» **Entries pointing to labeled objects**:

— Start —

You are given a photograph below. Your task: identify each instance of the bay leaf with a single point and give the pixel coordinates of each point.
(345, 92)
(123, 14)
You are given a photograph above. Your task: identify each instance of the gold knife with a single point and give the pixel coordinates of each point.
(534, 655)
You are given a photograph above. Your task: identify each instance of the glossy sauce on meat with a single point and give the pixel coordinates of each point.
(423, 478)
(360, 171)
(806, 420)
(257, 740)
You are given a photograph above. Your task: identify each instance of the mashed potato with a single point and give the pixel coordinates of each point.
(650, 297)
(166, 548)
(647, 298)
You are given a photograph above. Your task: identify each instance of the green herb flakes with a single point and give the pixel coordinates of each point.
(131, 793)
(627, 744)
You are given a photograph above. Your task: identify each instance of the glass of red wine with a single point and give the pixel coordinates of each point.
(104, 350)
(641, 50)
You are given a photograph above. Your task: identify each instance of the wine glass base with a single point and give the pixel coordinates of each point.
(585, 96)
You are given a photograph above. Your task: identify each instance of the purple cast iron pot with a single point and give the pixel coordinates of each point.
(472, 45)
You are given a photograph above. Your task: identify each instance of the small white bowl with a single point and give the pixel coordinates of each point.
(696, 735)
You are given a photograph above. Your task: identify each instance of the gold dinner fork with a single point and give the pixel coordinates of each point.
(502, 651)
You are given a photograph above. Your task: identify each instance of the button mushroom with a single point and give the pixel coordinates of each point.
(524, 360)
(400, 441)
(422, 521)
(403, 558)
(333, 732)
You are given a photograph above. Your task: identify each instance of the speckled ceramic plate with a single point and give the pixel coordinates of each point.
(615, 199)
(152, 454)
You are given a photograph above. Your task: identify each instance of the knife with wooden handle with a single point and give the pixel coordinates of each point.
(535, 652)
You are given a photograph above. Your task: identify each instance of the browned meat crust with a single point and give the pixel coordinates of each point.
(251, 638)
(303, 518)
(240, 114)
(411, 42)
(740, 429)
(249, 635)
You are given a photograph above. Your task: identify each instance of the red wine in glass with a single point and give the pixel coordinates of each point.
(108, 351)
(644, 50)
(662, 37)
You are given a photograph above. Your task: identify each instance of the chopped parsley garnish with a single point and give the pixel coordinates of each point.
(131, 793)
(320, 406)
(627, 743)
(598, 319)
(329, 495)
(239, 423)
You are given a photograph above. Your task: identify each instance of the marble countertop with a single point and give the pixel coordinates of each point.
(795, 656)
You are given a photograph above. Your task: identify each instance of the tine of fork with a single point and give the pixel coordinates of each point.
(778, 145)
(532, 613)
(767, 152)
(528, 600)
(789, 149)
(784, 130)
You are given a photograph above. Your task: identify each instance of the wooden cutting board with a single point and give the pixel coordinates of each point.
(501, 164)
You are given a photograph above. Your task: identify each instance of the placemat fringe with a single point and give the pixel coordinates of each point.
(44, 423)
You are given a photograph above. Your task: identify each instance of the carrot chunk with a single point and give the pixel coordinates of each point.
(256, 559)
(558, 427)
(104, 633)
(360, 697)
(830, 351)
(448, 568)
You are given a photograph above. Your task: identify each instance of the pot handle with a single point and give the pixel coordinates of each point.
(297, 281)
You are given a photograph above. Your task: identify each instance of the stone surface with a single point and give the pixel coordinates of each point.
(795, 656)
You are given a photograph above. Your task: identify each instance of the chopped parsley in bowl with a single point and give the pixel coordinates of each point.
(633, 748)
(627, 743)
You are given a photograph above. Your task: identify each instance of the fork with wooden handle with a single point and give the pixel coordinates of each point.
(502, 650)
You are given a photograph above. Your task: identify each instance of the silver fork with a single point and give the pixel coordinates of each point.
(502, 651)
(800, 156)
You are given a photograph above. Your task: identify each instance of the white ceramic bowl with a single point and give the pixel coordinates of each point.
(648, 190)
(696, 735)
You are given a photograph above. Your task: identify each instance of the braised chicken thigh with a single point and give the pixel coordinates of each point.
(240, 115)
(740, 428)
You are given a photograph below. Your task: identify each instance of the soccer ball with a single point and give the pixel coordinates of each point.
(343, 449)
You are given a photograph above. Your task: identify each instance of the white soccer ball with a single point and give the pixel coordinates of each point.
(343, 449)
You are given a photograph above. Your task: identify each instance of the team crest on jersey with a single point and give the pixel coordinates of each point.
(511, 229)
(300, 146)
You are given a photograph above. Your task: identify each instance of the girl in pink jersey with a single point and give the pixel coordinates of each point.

— End —

» **Requirement**: Repeat every one of the records above word for word, changing nothing.

» **The reply**:
You are given a photograph below. Your task: identify each instance of the bay leaf with a single point and give the pixel coordinates of each point.
(345, 92)
(123, 14)
You are given a photograph above. Your task: identify each instance of the gold knife with a single point and give the pixel coordinates of each point.
(534, 655)
You are given a photograph above. Your task: identify each instance of the glossy sauce on meat with a single point and give the pixel coordinates of each point.
(423, 478)
(360, 171)
(806, 420)
(257, 740)
You are given a photograph above. Your task: identify each instance of the mashed potato with a single point and give the pixel coordinates of each point.
(650, 297)
(166, 548)
(647, 298)
You are given a photograph above. Your task: identify each instance of the green herb flakes with a single point and give the pixel coordinates of each point.
(131, 793)
(627, 744)
You are given a photograph above. Your task: identify each instance of the glass of red wine with a single point and give the pixel coordinates of each point.
(104, 350)
(641, 50)
You are given a photograph above. Your task: identify each instance of the wine glass base with a single point and give the pixel coordinates of each point.
(585, 96)
You are given a photograph above. Your task: identify each instance of the purple cast iron pot with a single point and give the pixel coordinates of each point.
(472, 45)
You are given a photograph above. Your task: identify each instance of the small white bowl with a single point and give the pixel coordinates of each point.
(696, 735)
You are given a photograph above. Your task: identify each instance of the gold dinner fork with a single point and give the pixel coordinates of each point.
(502, 651)
You are given a photograph above. Your task: identify each instance of the button mushroom with a single point and give the pixel coordinates of each point.
(524, 360)
(400, 441)
(422, 521)
(403, 558)
(333, 732)
You are given a photograph above. Your task: identify each instance of the speckled ceramic plate with a single point and give the pixel coordinates of each point.
(615, 199)
(152, 454)
You are given a photograph above. Your task: identify each instance of the knife with wooden handle with a single point and give the pixel coordinates of each point.
(535, 652)
You are given a photograph above. Your task: identify each instance of the browned meat crust with a single point and give the pixel coordinates of each point.
(251, 638)
(303, 518)
(240, 114)
(411, 42)
(740, 429)
(249, 635)
You are given a photograph above. Your task: identify each instance of the red wine in glass with a single point and give the pixel coordinates of each point.
(108, 351)
(644, 50)
(662, 37)
You are given a photograph above. Your task: identify each instance of the chopped parsley garnish with a single point and give the pixel coordinates of each point.
(131, 793)
(320, 406)
(627, 743)
(598, 319)
(329, 495)
(239, 423)
You are given a photograph above. Your task: identify each instance of the marble countertop with a single point and give the pixel coordinates of each point.
(795, 656)
You are given a photograph above. Your task: identify each instance of the tine of fork with a single point and give the pixel coordinates of each point.
(778, 145)
(532, 613)
(767, 152)
(528, 600)
(789, 149)
(784, 130)
You are given a photograph above. Your task: identify each instance of the wooden cutting board with a single point and give the pixel coordinates of each point.
(501, 164)
You are given a photograph above. Your task: identify each instance of the placemat fringe with a single point and give the pixel coordinates of each point.
(44, 423)
You are given a photograph above. Your task: identify each instance of the carrot chunk with a single point and give the pixel coordinates of each point.
(256, 559)
(558, 427)
(104, 633)
(360, 697)
(830, 351)
(448, 568)
You are given a photograph above. Your task: identify each instance of the pot handle with a single point and give the pixel coordinates of each point.
(297, 281)
You are given a photograph above. Your task: identify each instance of the stone surface with a single point and give the pixel coordinates of each point.
(795, 656)
You are given a photograph above. Your task: identify each instance of the chopped parsley in bowl with a single point and give the pixel coordinates of each point.
(633, 748)
(627, 743)
You are given a photograph above. Your task: identify each instance of the fork with wooden handle with a single point and give the pixel coordinates of each point.
(502, 650)
You are given a photograph above. Your task: identify each instance of the silver fork with a single point and give the pixel coordinates of each point.
(502, 651)
(800, 156)
You are given a photograph above. Your task: identify each instance of the white ceramic bowl with a single point and give the pixel coordinates of each point.
(648, 190)
(696, 735)
You are given a photograph above. Your task: identify each instance of the braised chicken thigh with a single point and give the pixel coordinates of each point.
(240, 115)
(740, 428)
You are given a photograph below. Your task: identify each instance of the soccer ball with a single point and give the pixel coordinates of each point.
(343, 449)
You are given a photograph above. Your task: identify each instance of the white soccer ball with a single point and give the pixel coordinates of each point.
(343, 449)
You are given a photograph above. Your task: identify each instance of the team crest on jersey with a single point and give the pixel coordinates of each point.
(511, 229)
(300, 146)
You are given a photograph above. Your task: identify each instance of the girl in pink jersey with a single point and give the pixel coordinates of each point.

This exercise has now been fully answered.